**Task statement:** Only an exact repetition of the entries will do.

Stored entries:
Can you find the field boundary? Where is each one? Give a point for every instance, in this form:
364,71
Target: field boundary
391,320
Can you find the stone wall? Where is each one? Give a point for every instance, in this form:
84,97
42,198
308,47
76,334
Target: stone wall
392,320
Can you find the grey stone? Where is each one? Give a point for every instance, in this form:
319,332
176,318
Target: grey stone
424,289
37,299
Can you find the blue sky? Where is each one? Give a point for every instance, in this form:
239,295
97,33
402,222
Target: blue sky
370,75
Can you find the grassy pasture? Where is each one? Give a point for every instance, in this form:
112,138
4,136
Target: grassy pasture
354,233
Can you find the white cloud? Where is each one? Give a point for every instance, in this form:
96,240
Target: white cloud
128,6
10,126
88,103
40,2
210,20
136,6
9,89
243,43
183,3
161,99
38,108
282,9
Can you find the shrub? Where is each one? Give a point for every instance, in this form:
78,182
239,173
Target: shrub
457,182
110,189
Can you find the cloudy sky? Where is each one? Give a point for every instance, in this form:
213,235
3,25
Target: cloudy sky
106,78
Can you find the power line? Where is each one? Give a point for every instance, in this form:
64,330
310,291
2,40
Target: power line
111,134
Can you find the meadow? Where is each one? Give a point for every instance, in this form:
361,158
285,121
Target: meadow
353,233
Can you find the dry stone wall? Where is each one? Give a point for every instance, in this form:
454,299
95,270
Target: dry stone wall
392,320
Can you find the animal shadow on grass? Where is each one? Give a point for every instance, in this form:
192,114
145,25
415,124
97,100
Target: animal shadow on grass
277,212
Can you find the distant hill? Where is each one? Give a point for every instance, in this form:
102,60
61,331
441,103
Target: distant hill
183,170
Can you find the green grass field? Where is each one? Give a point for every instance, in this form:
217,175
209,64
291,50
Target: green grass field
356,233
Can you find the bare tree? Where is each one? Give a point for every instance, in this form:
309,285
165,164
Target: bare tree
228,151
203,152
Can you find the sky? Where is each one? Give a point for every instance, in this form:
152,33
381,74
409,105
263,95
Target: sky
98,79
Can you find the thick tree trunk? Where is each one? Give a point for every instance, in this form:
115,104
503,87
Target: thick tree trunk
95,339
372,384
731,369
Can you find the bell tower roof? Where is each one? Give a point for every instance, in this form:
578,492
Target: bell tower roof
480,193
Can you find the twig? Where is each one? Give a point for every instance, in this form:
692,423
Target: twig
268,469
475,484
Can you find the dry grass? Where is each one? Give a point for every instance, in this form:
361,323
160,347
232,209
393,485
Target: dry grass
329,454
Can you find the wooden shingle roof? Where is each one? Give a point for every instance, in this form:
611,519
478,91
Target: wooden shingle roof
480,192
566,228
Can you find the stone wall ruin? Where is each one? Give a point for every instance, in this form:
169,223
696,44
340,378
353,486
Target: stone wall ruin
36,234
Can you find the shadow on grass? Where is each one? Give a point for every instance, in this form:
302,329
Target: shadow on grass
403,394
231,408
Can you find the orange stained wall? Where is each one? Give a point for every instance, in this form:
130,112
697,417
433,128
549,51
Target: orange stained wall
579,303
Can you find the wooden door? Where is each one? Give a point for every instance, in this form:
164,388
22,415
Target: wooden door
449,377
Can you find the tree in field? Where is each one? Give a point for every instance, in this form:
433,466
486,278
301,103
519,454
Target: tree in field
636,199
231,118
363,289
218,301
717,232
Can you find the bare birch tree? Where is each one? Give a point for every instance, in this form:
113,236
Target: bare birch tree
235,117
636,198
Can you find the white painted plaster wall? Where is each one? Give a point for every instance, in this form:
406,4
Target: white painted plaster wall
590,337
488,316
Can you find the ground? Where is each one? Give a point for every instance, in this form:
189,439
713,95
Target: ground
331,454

**Response for this exercise:**
Can you find the field boundary? Where is each one? Give a point for every instance, in this form:
364,71
Target: field boundary
391,320
Can you find the stone wall? Where is each one? Give a point for every instance, in this form:
84,97
42,198
308,47
76,334
Target: stone wall
392,320
Can you find the grey stone? Where is each one? Give a point for every instance, in this form:
319,332
176,318
Target: grey stone
424,289
37,299
Can you find the blue sky? Where is each one? Give a point for every instance, in this form:
239,295
97,33
402,222
Target: blue sky
370,75
Can you find the grassy pasture? Where is each one? Give a point for every instance, in this form:
112,138
4,136
Target: grassy pasture
354,233
Can you find the white cloud? Where is each one? Give a point for every instance, in this form:
96,240
Target: white cloud
128,6
10,126
88,103
40,2
210,20
136,6
9,89
243,43
183,3
161,99
38,108
282,9
Can you find the shrub? Where is each one? Give a point for every instance, in this form:
78,182
239,173
Target: shrub
457,182
110,189
Can you find the cloudy sky? Where is each one? Give a point for every instance, in this form:
213,235
3,25
Target: cloudy sky
106,78
Can you find the power line? Where is each one? Give a point for every instance, in this form:
64,330
310,291
2,40
Target: power line
111,134
Can you find the meadow? Where is each one? Give a point for every instance, in this form:
361,158
285,121
Target: meadow
353,233
Can you find the dry stone wall? Where is each one? Give a point for every instance, in this form:
454,299
95,270
Target: dry stone wall
392,320
Can you find the animal shadow on grass? Where is each one? Give a point for every instance, in this form:
192,114
145,25
415,124
97,100
Target: animal shadow on grass
277,212
Can you find the distant hill? Where is each one? Give a point for every instance, in this form:
102,60
61,331
441,103
Target: distant hill
183,170
Can you find the green grass field? Where is each one? Give a point for every instance, in this form:
217,175
209,64
291,50
Target: green grass field
356,233
Can you find the bare tree? Where is each one? Give a point for every instance, in this form:
309,285
165,164
Target: bare tree
228,151
203,152
Can you find the sky? Where is each one? Give a point for every instance, in this form:
152,33
381,74
409,105
263,95
Target: sky
98,79
Can you find the thick tree trunk? Where is each one? Give a point for every instance, in this form:
115,104
503,87
Target: thick tree trunk
95,339
372,384
731,369
Can you find the bell tower roof? Where is each one? Give a point for every instance, in this form:
578,492
Target: bell tower roof
480,193
Can you find the twig? Where is each one? Give a point for every instance, in this form:
692,423
Target: twig
268,469
475,484
Can you find the dry grass? Where is each one? Give a point for every instance, in this form:
361,323
160,347
232,209
393,485
Target: dry grass
329,454
Can you find the wooden shingle roof? Where is each one? Give a point for every instance, in this form:
611,519
478,91
Target: wooden shingle roof
480,192
566,228
Can you find the stone wall ruin? Where is each one? Give a point for every instance, in this form:
169,223
696,44
340,378
353,486
Target: stone wall ruin
36,234
Can you find the shadow on grass? Where is each one? Give a point for every instance, in this form:
302,329
Target: shadow on grass
403,394
231,408
Can you find the orange stained wall? Where is each one? Give a point for every instance, in this form:
130,112
697,417
433,128
549,51
Target: orange stained wall
579,303
Can you find the wooden door? Where is each one? Give a point for every instance, in this form:
164,388
22,415
Target: wooden door
449,377
Can you find the tree in field? Where is each one? Give a point for every instance, in this form:
433,466
486,278
301,103
519,454
Target: tree in field
636,199
231,118
363,289
218,301
717,232
Can you find the bare birch tree? Where is each one? Give a point for every instance, in this form:
113,236
Target: bare birch tree
235,117
636,198
Can you find the white painted plaster wall? Where is each one? Give a point for every instance, in this form:
406,4
Target: white painted plaster wall
590,337
488,316
Can you find the ground? Where is each one? Give a point for every instance, in this form:
189,439
713,95
Target: ground
331,454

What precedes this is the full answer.